Requirements: Repeat the lines of the data between the line holding "Tag the white electrical" and the line holding "top-left (537, 240), bottom-right (549, 251)", inclusive, reproducing them character for character.

::: Records for this exercise :::

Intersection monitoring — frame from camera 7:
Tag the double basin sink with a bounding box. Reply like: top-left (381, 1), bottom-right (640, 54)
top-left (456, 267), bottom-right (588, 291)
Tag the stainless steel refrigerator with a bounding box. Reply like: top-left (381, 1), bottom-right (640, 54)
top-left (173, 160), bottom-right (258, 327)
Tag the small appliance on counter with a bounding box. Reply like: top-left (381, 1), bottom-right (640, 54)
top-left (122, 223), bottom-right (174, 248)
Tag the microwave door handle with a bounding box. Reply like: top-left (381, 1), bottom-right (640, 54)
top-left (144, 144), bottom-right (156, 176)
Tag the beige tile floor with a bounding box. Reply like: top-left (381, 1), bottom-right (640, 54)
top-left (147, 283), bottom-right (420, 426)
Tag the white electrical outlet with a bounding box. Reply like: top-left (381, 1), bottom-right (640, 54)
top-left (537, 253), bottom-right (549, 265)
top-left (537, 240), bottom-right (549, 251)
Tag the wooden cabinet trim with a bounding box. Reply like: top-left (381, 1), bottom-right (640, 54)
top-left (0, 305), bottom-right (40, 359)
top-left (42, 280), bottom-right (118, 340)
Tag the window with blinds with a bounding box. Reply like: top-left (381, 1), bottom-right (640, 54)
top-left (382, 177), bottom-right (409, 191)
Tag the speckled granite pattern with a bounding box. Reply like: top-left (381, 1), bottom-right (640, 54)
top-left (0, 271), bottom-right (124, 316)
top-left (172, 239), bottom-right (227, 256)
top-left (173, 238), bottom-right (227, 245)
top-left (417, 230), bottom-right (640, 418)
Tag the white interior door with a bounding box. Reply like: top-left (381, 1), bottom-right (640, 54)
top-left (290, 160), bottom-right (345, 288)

:::

Exercise output:
Tag the white electrical outlet with a bounding box. Reply like: top-left (381, 1), bottom-right (640, 54)
top-left (537, 253), bottom-right (549, 265)
top-left (537, 240), bottom-right (549, 251)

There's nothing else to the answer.